» **What is required**:
The records below need retyping in full; give them again exactly.

» **Raw records**:

☆ ☆ ☆ ☆

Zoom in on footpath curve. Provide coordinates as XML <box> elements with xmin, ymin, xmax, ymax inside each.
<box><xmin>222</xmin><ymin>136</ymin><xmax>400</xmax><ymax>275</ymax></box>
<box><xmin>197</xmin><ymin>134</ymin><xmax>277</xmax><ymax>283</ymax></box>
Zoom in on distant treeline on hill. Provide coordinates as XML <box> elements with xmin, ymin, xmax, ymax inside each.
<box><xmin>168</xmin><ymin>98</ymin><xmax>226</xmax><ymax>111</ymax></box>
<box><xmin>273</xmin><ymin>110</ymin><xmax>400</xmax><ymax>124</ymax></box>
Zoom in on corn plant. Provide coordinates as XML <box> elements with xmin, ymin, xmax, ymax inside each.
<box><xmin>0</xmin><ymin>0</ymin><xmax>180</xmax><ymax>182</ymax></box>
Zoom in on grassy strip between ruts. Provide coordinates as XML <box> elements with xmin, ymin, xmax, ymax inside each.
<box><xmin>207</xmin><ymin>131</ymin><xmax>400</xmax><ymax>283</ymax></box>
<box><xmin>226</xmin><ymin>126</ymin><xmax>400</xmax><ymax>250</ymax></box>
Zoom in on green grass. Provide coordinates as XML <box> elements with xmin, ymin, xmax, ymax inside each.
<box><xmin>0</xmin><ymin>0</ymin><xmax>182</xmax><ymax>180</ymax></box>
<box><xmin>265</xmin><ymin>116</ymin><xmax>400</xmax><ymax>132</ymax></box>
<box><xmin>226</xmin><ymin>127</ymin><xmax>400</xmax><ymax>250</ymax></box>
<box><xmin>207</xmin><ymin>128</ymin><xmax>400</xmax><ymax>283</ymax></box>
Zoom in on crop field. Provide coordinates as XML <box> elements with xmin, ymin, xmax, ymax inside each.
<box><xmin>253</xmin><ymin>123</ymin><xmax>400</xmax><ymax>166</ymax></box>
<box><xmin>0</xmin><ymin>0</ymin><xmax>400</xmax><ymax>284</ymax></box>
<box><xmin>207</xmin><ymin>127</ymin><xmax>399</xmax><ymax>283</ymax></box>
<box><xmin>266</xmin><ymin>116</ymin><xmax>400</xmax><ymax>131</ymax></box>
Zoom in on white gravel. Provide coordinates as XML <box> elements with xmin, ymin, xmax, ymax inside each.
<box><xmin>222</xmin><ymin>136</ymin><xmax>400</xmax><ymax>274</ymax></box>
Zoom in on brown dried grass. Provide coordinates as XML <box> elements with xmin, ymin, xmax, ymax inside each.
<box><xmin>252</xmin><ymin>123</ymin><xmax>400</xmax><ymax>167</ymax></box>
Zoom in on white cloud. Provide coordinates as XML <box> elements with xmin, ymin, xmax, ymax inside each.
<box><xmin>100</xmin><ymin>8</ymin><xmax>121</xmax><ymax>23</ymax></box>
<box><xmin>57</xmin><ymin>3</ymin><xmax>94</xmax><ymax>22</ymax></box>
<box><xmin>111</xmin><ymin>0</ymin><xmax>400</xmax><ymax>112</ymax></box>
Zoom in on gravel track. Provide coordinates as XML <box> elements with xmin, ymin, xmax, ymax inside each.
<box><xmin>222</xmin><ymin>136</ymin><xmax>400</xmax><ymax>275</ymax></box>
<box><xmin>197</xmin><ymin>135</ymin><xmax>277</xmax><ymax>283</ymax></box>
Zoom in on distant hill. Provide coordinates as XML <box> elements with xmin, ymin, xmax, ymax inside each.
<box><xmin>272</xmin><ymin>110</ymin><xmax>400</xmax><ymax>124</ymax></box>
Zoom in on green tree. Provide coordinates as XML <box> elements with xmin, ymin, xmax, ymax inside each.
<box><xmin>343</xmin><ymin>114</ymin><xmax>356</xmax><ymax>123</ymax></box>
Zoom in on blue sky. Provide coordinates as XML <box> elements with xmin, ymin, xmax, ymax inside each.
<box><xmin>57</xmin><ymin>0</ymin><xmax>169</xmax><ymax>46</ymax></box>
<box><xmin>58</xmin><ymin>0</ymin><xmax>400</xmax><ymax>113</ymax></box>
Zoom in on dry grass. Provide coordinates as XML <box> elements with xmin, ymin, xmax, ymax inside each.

☆ ☆ ☆ ☆

» **Answer for the task**:
Zoom in on footpath curve. Provide coordinates as XML <box> elements with xmin, ymin, xmax, ymax inside each.
<box><xmin>222</xmin><ymin>136</ymin><xmax>400</xmax><ymax>275</ymax></box>
<box><xmin>197</xmin><ymin>134</ymin><xmax>277</xmax><ymax>283</ymax></box>
Zoom in on distant treeline on hill. Provide coordinates as XML <box> elements with xmin, ymin, xmax, ymax inside each.
<box><xmin>168</xmin><ymin>98</ymin><xmax>226</xmax><ymax>111</ymax></box>
<box><xmin>273</xmin><ymin>110</ymin><xmax>400</xmax><ymax>124</ymax></box>
Zoom in on corn plant. Provide coordinates as XML <box> elements with xmin, ymin, xmax, ymax inside each.
<box><xmin>0</xmin><ymin>0</ymin><xmax>180</xmax><ymax>182</ymax></box>
Zoom in on grassy strip between ruts. Provide coordinates as XML <box> elements with xmin, ymin, xmax, ymax inside each.
<box><xmin>207</xmin><ymin>131</ymin><xmax>400</xmax><ymax>283</ymax></box>
<box><xmin>226</xmin><ymin>126</ymin><xmax>400</xmax><ymax>250</ymax></box>
Zoom in on green grass. Provide coordinates as XML <box> elements with xmin, ymin, xmax, ymax inside each.
<box><xmin>0</xmin><ymin>0</ymin><xmax>182</xmax><ymax>180</ymax></box>
<box><xmin>265</xmin><ymin>116</ymin><xmax>400</xmax><ymax>132</ymax></box>
<box><xmin>226</xmin><ymin>127</ymin><xmax>400</xmax><ymax>250</ymax></box>
<box><xmin>207</xmin><ymin>128</ymin><xmax>400</xmax><ymax>283</ymax></box>
Zoom in on crop field. Provide coordinates as XML <box> elements with xmin, ymin, xmax, ymax inside each.
<box><xmin>253</xmin><ymin>123</ymin><xmax>400</xmax><ymax>166</ymax></box>
<box><xmin>0</xmin><ymin>0</ymin><xmax>400</xmax><ymax>284</ymax></box>
<box><xmin>207</xmin><ymin>127</ymin><xmax>399</xmax><ymax>283</ymax></box>
<box><xmin>266</xmin><ymin>116</ymin><xmax>400</xmax><ymax>131</ymax></box>
Zoom in on white gravel. Provide coordinates as XML <box> elements with xmin, ymin, xmax, ymax inside each.
<box><xmin>222</xmin><ymin>136</ymin><xmax>400</xmax><ymax>274</ymax></box>
Zoom in on brown dried grass. Provide coordinates as XML <box> elements with xmin, ymin, xmax, ymax inside each.
<box><xmin>252</xmin><ymin>123</ymin><xmax>400</xmax><ymax>167</ymax></box>
Zoom in on white cloud. Provide coordinates as XML <box> elements with xmin, ymin, xmax, ymax inside each.
<box><xmin>100</xmin><ymin>8</ymin><xmax>121</xmax><ymax>23</ymax></box>
<box><xmin>57</xmin><ymin>3</ymin><xmax>94</xmax><ymax>22</ymax></box>
<box><xmin>111</xmin><ymin>0</ymin><xmax>400</xmax><ymax>112</ymax></box>
Zoom in on gravel track. Provide coordinates as XML <box> elements with xmin, ymin, xmax, ymax inside each.
<box><xmin>222</xmin><ymin>136</ymin><xmax>400</xmax><ymax>275</ymax></box>
<box><xmin>197</xmin><ymin>135</ymin><xmax>277</xmax><ymax>283</ymax></box>
Zoom in on distant hill. Provide coordinates as XML <box> elements with xmin, ymin, xmax, ymax inside each.
<box><xmin>272</xmin><ymin>110</ymin><xmax>400</xmax><ymax>124</ymax></box>
Zoom in on green tree. Provide coordinates as XML <box> elements with xmin, ymin, xmax, ymax inside each.
<box><xmin>343</xmin><ymin>114</ymin><xmax>356</xmax><ymax>123</ymax></box>
Zoom in on blue sky. Provide coordinates as XML <box> elements with xmin, ymin, xmax, ymax inside each.
<box><xmin>57</xmin><ymin>0</ymin><xmax>169</xmax><ymax>46</ymax></box>
<box><xmin>58</xmin><ymin>0</ymin><xmax>400</xmax><ymax>113</ymax></box>
Zoom in on dry grass. Provide coordinates as XML <box> elements with xmin, ymin, xmax, ymax inside each.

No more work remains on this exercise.